TESTO DI STUDIO:
________________________
La regista Rebecca
Zlotowski porta in concorso a
Venezia 79 I figli degli altri, film
basato su un’esperienza autobiografica e che mira a raccontare il
tema della maternità da una prospettiva differente.
La trama de I figli degli
altri ruota attorno a Rachel è una donna
di quarant’anni, senza figli. Ama la sua vita: gli studenti del
liceo in cui insegna, gli amici, il suo ex, le lezioni di chitarra.
Quando si innamora di Ali, stringe un legame profondo anche con
Leila, la figlia di quattro anni dell’uomo. Le rimbocca le coperte
prima di dormire, se ne prende cura, le vuole bene come se fosse
sua. Ma amare i figli degli altri è un grosso rischio.
Proprio partendo dal nucleo della
sceneggiatura, la regista ha parlato del suo approccio a una storia
tanto personale ma che riflette preoccupazioni e sentimenti
universali. “Quando si parla di maternità, spesso si creano due
fazioni: c’è chi ha fatto questa esperienza e dice che non si può
vivere senza. Ma io volevo trasmettere il messaggio che puoi
comunque voler sempre dire qualcosa come donna, puoi tracciare il
tuo cammino anche senza avere figli. Ho cercato di trovare un
equilibrio in termini di storytelling tra le diverse ideologie, che
oggigiorno sono anche politiche. Il mio film ha comunque
un’ideologia, e sta nel fatto che una donna può esistere anche
senza dei figli, c’è una presa di posizione rispetto al fatto che
una donna può realizzarsi anche senza figli. La scrittura è sempre
un lavoro che cerca di mescolare elementi della quotidianità ed
emozioni che potremmo provare: io ho voluto raccontare come sarebbe
potuta essere la mia vita, se non fossi stata una
regista“.
Abbiamo poi potuto sentire il parere
degli attori protagonisti su una questione tanto dedicata,
confrontando il punto di vista femminile a quello maschile. La
protagonista Virginie Efira ha dichiarato:
“Quando ho letto la sceneggiatura di Rebecca ho colto
immediatamente la descrizione che voleva fare del momento di una
vita della donna che non ho mai visto rappresentato al cinema e che
corrisponde a una riflessione che ho fatto a livello personale.
Stiamo parlando di qualcosa che appartiene a tutte le donne, fa
parte di una sorte di desideri da parte di una donna che spesso si
scontrano con l’impotenza e che si può anche esprimere senza avere
figli, ma tramite un personaggio che è matrigna della figlia di un
compagno. Ci sono tante domande nella sceneggiatura e non abbiamo
bisogno di risposte: a me bastava riconoscermi in quelle
domande“.
________________________
IL MATERIALE:
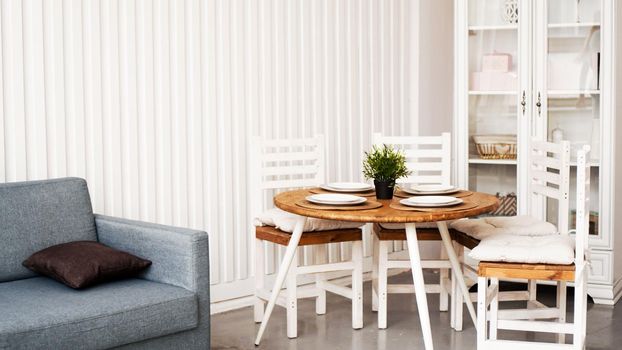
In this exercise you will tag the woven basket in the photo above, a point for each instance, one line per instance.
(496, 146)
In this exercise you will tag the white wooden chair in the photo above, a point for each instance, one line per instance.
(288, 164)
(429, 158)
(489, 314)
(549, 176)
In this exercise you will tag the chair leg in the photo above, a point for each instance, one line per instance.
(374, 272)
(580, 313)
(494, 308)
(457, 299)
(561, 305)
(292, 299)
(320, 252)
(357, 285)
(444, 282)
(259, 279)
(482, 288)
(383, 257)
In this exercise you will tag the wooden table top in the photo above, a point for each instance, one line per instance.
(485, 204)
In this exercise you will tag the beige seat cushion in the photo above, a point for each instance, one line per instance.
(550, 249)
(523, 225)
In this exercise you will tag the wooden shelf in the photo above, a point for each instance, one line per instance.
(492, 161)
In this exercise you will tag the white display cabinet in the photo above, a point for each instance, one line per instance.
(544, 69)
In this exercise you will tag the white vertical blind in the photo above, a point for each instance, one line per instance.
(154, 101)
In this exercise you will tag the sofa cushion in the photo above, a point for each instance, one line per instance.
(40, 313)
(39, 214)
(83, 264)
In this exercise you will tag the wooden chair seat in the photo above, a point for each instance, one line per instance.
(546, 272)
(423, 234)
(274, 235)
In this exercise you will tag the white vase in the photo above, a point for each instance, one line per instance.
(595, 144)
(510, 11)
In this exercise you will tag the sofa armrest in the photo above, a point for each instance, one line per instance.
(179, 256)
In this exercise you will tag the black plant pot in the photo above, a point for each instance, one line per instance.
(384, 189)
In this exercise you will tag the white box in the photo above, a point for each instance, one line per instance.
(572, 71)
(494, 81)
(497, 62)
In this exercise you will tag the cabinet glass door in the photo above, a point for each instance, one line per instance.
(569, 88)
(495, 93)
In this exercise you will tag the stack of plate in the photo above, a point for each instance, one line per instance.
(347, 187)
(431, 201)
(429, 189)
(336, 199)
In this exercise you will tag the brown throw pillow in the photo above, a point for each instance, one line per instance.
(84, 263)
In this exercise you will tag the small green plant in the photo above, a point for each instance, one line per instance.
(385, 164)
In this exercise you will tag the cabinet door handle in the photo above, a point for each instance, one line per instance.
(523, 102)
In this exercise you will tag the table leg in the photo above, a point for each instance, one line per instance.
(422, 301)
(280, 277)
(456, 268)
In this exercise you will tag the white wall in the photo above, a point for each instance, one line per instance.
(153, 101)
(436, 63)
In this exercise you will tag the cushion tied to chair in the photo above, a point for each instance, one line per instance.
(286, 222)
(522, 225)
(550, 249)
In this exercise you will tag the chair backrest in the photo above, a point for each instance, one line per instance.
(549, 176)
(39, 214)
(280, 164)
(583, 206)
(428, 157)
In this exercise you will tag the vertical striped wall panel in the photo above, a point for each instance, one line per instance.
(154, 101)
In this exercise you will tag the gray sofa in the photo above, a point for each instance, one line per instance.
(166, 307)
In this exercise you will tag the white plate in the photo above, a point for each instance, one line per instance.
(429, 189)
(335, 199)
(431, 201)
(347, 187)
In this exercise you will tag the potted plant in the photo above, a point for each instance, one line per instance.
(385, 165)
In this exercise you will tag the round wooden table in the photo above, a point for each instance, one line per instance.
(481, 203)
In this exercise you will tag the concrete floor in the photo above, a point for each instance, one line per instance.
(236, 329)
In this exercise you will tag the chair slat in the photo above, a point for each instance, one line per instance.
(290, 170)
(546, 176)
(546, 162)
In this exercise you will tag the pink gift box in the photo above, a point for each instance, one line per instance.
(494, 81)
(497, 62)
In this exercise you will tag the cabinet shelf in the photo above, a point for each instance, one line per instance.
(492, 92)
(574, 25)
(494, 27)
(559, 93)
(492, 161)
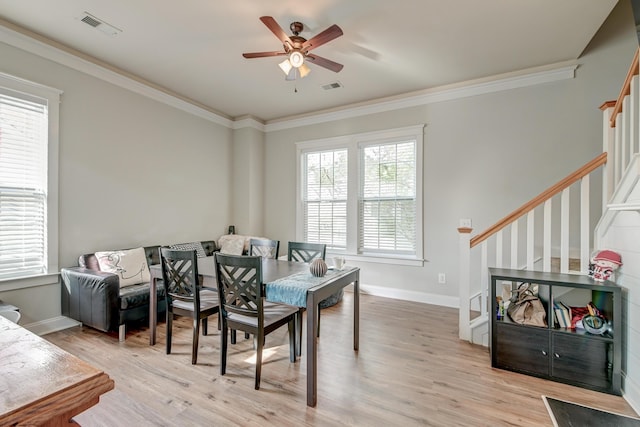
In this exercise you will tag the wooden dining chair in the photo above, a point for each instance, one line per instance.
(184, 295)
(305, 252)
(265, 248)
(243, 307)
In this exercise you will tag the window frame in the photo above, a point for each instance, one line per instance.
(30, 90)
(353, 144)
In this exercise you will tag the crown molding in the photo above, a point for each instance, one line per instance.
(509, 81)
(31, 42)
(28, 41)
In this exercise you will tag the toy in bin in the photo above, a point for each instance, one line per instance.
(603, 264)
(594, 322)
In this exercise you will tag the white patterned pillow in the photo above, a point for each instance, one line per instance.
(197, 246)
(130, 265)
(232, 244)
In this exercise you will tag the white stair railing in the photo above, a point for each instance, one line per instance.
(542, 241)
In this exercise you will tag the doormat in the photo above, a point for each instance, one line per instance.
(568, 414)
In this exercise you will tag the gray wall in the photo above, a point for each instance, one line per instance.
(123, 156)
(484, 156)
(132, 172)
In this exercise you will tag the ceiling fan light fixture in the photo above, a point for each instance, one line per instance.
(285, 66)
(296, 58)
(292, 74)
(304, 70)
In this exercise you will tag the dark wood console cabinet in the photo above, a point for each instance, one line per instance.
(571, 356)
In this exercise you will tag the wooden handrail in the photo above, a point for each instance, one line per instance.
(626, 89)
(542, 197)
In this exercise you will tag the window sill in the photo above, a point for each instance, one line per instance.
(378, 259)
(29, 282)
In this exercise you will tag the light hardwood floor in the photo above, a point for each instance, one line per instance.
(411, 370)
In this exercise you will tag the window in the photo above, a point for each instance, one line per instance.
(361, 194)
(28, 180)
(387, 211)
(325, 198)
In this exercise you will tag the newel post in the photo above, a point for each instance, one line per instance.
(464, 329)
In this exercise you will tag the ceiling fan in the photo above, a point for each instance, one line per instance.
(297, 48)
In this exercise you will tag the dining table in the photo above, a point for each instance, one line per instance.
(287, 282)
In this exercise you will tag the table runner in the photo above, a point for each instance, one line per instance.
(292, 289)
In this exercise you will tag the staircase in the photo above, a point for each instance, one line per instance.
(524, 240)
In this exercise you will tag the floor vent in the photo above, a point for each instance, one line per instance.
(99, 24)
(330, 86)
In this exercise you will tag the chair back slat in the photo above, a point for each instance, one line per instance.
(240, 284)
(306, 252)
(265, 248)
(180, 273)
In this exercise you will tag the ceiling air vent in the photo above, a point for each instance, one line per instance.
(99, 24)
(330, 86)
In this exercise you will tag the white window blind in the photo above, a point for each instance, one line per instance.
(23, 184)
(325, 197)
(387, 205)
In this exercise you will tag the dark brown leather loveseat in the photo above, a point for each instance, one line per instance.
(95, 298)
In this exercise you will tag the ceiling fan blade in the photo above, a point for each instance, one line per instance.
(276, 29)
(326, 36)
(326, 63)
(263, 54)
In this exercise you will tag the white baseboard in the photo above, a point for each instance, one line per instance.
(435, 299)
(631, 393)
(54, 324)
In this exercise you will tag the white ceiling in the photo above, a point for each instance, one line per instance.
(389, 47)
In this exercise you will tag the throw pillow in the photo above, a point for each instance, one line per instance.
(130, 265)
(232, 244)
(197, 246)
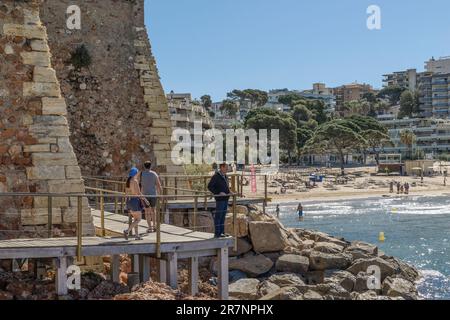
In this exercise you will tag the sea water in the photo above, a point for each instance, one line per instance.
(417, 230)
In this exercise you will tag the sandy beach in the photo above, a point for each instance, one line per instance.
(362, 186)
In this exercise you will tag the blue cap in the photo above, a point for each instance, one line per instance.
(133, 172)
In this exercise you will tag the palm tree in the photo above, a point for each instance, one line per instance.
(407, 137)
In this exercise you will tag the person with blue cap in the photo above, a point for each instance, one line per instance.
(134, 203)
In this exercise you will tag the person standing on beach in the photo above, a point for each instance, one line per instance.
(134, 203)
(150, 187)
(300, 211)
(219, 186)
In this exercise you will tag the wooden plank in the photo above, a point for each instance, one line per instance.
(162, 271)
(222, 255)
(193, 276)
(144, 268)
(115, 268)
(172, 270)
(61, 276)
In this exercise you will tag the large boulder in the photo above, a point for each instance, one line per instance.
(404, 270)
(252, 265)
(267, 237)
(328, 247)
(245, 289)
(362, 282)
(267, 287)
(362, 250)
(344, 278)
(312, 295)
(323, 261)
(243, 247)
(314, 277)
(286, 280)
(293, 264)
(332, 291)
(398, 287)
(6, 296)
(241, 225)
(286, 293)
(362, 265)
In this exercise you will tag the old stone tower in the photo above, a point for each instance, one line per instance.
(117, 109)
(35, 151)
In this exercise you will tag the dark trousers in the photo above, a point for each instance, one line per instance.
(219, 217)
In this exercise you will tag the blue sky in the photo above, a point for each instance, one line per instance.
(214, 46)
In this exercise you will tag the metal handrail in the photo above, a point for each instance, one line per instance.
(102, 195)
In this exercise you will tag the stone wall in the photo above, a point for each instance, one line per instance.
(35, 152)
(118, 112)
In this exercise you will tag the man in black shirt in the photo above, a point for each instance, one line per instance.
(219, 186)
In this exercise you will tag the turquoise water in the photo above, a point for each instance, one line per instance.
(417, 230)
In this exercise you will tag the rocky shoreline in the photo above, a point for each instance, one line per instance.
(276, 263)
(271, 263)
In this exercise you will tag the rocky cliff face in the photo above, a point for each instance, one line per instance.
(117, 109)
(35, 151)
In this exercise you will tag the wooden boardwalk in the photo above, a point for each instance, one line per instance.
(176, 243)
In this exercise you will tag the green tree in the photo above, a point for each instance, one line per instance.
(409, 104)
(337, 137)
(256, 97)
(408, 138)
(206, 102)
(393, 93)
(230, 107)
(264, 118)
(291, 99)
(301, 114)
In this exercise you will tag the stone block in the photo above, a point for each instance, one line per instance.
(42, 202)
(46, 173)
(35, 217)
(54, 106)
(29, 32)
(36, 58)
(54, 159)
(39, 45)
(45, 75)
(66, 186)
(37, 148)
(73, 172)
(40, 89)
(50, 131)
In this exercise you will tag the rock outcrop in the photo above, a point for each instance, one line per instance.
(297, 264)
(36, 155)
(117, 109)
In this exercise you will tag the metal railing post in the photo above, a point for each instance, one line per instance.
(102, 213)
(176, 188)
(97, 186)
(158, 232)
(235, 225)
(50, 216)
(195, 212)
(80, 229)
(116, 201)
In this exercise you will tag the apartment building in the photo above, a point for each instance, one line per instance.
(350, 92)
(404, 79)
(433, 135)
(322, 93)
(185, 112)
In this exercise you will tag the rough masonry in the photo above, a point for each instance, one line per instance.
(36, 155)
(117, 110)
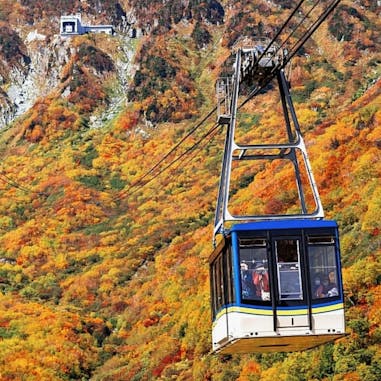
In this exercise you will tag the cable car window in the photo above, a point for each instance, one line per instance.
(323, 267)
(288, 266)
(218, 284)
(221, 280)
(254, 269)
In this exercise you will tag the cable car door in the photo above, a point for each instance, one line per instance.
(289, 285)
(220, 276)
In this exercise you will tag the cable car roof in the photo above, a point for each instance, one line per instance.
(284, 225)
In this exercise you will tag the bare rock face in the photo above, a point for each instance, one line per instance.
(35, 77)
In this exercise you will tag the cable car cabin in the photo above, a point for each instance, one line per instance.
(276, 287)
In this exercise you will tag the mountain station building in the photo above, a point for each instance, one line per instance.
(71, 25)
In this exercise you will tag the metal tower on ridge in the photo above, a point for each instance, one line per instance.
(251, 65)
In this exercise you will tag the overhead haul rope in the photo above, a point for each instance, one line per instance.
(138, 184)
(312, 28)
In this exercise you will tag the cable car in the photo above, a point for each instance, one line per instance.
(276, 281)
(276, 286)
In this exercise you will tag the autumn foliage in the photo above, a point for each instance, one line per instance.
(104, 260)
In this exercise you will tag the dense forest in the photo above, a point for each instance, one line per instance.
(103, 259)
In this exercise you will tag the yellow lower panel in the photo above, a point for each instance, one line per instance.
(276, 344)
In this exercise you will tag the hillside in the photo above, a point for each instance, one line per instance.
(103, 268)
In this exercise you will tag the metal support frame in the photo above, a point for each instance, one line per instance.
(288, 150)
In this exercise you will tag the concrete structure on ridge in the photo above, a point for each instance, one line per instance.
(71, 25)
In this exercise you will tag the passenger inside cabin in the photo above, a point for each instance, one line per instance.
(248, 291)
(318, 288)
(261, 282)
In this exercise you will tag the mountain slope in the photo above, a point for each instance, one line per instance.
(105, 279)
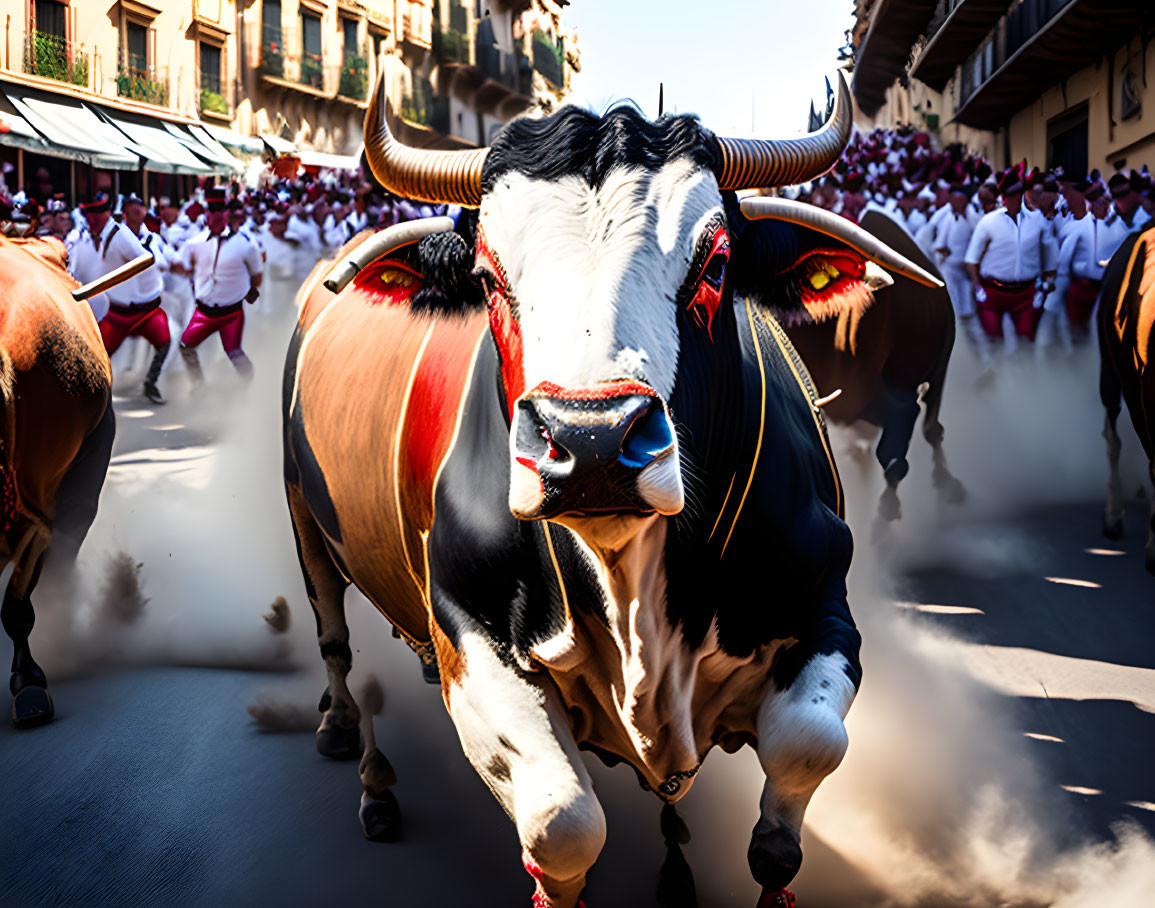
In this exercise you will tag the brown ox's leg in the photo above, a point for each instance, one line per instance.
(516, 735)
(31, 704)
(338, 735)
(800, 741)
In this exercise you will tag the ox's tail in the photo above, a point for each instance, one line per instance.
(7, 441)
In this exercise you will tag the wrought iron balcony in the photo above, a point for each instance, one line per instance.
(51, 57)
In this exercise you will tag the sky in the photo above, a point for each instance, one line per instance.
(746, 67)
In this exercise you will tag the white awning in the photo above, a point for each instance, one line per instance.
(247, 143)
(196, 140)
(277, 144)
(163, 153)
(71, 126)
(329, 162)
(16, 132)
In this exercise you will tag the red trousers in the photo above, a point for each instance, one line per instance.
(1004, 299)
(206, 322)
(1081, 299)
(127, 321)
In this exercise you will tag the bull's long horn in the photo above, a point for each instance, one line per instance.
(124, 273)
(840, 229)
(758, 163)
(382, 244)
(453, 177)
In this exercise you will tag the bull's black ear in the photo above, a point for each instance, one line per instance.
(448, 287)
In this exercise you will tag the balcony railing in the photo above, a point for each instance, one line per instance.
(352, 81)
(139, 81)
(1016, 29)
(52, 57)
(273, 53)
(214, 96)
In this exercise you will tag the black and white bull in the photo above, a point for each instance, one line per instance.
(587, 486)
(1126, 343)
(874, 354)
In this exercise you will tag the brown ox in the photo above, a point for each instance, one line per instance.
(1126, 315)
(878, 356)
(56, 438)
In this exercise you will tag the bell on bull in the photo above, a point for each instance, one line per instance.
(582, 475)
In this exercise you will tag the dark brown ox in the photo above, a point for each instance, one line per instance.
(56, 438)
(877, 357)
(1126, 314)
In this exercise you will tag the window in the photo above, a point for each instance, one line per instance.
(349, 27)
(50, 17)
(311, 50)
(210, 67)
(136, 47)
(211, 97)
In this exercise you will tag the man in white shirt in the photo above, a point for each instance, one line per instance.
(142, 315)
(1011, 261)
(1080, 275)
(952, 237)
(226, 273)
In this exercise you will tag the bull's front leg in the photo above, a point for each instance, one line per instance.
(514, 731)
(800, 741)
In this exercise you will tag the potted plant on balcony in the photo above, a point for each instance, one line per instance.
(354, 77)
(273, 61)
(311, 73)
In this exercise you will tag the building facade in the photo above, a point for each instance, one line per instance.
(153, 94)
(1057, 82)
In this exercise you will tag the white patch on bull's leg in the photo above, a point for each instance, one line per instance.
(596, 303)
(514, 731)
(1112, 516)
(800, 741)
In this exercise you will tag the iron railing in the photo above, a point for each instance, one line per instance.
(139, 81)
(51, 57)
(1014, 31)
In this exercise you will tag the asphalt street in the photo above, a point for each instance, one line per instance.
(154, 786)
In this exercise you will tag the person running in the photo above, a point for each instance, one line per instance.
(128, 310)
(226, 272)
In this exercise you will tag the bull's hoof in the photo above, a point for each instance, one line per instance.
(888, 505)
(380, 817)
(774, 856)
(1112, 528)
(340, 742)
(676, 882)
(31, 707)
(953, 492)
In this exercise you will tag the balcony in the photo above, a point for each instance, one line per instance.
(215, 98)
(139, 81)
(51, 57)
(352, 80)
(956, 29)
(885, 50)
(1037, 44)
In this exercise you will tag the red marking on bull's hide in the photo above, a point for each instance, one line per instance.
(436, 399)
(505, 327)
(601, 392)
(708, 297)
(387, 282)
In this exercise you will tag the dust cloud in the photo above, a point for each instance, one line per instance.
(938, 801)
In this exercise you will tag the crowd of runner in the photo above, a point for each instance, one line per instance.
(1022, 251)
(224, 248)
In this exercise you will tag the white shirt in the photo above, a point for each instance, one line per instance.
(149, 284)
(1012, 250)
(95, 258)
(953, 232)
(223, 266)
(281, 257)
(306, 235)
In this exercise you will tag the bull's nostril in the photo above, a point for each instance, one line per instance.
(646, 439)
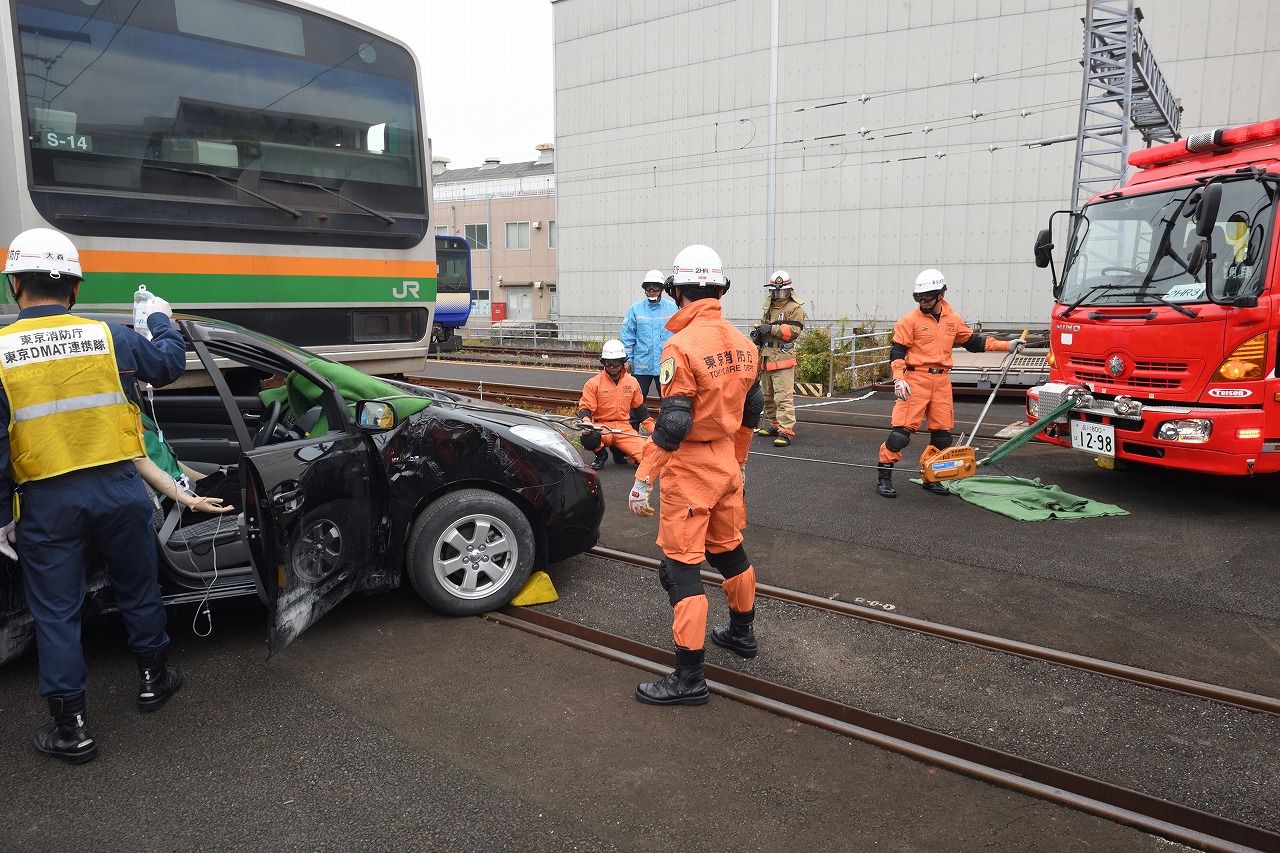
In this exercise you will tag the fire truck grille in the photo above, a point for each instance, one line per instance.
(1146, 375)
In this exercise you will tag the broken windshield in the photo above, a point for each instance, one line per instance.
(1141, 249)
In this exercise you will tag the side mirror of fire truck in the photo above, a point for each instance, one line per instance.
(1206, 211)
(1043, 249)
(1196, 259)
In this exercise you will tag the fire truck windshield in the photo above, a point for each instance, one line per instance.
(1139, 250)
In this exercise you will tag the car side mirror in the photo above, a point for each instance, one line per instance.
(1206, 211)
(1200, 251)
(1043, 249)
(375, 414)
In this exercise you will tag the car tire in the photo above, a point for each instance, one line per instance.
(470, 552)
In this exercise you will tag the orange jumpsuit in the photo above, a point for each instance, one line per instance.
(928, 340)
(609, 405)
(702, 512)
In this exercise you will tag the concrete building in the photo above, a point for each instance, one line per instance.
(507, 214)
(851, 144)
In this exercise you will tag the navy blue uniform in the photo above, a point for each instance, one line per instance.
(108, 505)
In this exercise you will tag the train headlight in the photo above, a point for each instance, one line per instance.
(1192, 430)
________________________
DOMANDE:
(a) Rispondi a queste domande sull'articolo sul film I figli degli altri:
(i) Quanti anni ha Leila, la figlia di Ali?
(ii) Chi interpreta la protagonista del film?
(iii) Secondo la regista, in che cosa sta l'ideologia del suo film?
(b) Ricopia dall'articolo sul film I figli degli altri il passo da "La regista Rebecca" a "una prospettiva differente.".
(c) Scrivi il seguito dell'articolo sul film I figli degli altri, partendo subito dopo l'ultima frase riportata.

RISPOSTE:
(a)
(i) Quattro anni.
(ii) Virginie Efira.
(iii) Nel fatto che una donna può esistere anche senza figli.

(b)
La regista Rebecca
Zlotowski porta in concorso a
Venezia 79 I figli degli altri, film
basato su un’esperienza autobiografica e che mira a raccontare il
tema della maternità da una prospettiva differente.

(c)
Ha poi proseguito Roschdy
Zem: “Voglio condividere con voi l’emozione di
sentirmi privilegiato di portare sullo schermo una storia così
tipica del 21esimo secolo. Il fatto che una regista abbia avuto
l’idea di questo progetto apre la porta a una nuova era della
tradizione cinematografica. Ci sono una serie di soggetti e
tematiche nuove nel cinema, mai state affrontate prima d’ora nel
linguaggio cinematografico. Per me il futuro del cinema è
femminile: o sarà donna o non sarà“.
Un aspetto interessante de I
figli degli altri è l’indagine interiore anche di
Leila, la bambina cui la nostra protagonista
stringe un legame inedito. “É sicuramente difficile riuscire a
tracciare un ritratto dei bambini nella loro ambivalenza
all’interno di una storia. Da un lato sono una benedizione,
dall’altro possono anche essere un peso nella vita, anche se sono
degli esseri nei confronti dei quali noi proviamo un bene immenso.
Alla base del fare un figlio c’è questo conflitto e io volevo
mostrarlo. Può anche accadere che non piacciano i figli del
compagno che ci scegliamo. Nel cinema siamo cresciuti vedendo
rapporti idilliaci tra famiglie e figli. All’inizio del film io ho
semplicemente tratteggiato l’innamoramento, volevo più che altro
dare una caratterizzazione ai singoli personaggi, non soffermarmi
sulla storia d’amore. Virginie è un’insegnante, ha un rapporto
molto intimo con la figura infantile. Alla base, è una storia
semplice ma arriviamo a coglierne tutte le sfumature“.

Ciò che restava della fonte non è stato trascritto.